Exercise instructions: Search term "chimney": copy each line of the records that contains it.

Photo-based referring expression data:
▼

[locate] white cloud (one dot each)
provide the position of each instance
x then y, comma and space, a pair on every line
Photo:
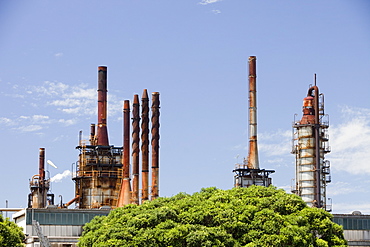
50, 88
350, 142
67, 122
205, 2
5, 121
343, 188
275, 144
29, 128
348, 207
58, 55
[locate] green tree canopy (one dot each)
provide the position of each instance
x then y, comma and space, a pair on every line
10, 233
254, 216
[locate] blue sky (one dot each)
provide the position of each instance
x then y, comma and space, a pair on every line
195, 54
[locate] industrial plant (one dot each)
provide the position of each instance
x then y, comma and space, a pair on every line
310, 144
105, 176
108, 176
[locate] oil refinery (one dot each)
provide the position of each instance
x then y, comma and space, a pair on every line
105, 176
108, 176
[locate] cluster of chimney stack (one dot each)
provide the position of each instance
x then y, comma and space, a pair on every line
129, 191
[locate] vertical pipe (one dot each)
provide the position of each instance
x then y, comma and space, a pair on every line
42, 165
145, 145
253, 150
92, 134
102, 135
317, 143
135, 149
155, 145
41, 193
126, 152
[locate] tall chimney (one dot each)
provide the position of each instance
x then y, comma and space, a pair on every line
135, 149
92, 134
126, 154
42, 164
102, 132
155, 145
145, 145
253, 151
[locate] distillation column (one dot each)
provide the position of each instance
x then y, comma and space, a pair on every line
310, 144
39, 186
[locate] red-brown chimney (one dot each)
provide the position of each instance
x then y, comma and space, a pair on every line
102, 131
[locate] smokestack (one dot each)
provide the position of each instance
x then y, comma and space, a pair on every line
135, 149
126, 154
155, 145
314, 92
145, 145
92, 134
102, 135
253, 151
42, 164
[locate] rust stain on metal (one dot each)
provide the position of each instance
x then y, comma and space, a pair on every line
125, 197
135, 149
155, 145
253, 149
145, 145
98, 175
92, 134
102, 132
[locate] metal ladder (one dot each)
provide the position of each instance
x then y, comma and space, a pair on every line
44, 241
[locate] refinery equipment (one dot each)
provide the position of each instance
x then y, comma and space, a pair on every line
249, 173
39, 186
310, 144
102, 176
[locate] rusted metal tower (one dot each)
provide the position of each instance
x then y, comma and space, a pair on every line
103, 172
135, 149
249, 173
39, 186
125, 195
155, 146
145, 145
98, 174
310, 144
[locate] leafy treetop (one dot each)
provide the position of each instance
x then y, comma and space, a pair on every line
254, 216
10, 233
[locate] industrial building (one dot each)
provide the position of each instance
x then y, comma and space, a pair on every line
249, 173
108, 176
102, 175
310, 144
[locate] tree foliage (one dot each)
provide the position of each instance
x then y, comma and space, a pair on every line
10, 233
254, 216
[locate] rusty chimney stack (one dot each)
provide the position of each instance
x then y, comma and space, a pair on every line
92, 134
155, 145
253, 150
145, 145
102, 131
42, 164
125, 197
135, 149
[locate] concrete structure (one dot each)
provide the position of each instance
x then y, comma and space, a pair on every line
58, 227
356, 228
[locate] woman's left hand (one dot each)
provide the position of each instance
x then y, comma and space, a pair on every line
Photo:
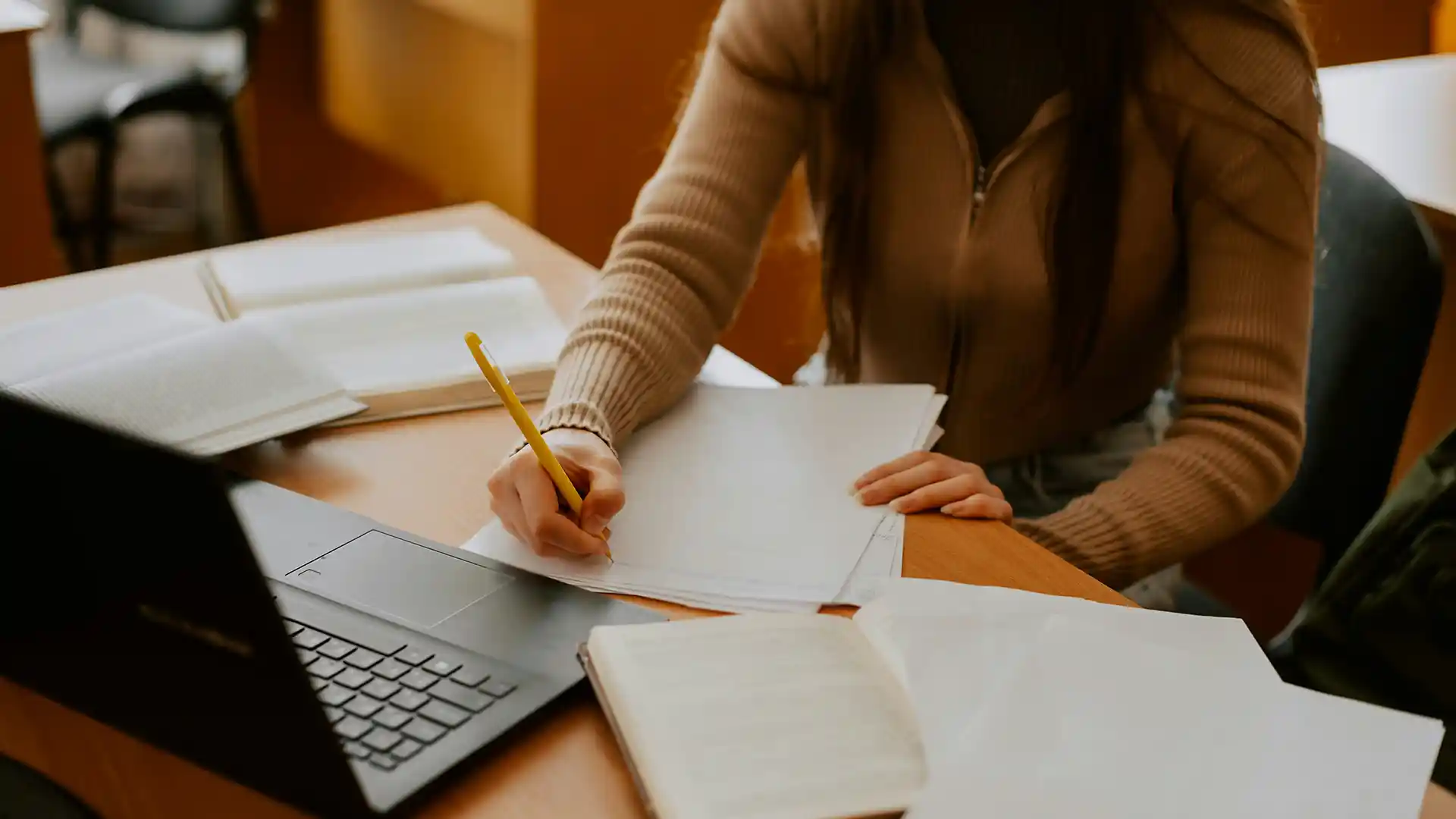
928, 480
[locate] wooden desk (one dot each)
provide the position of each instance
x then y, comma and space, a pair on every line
25, 212
1400, 115
427, 475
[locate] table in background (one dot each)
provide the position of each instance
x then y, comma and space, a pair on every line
427, 475
27, 251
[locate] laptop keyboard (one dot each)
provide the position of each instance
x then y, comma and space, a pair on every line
386, 700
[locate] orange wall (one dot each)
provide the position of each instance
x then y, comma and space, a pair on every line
1360, 31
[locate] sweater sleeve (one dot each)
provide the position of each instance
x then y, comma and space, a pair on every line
1250, 216
683, 262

▲

Answer box:
[locate] cluster of chimney stack (one dot each)
[locate] tall chimney (one dot each)
[locate] red-brown chimney (one dot each)
[locate] rusty chimney stack (one dot each)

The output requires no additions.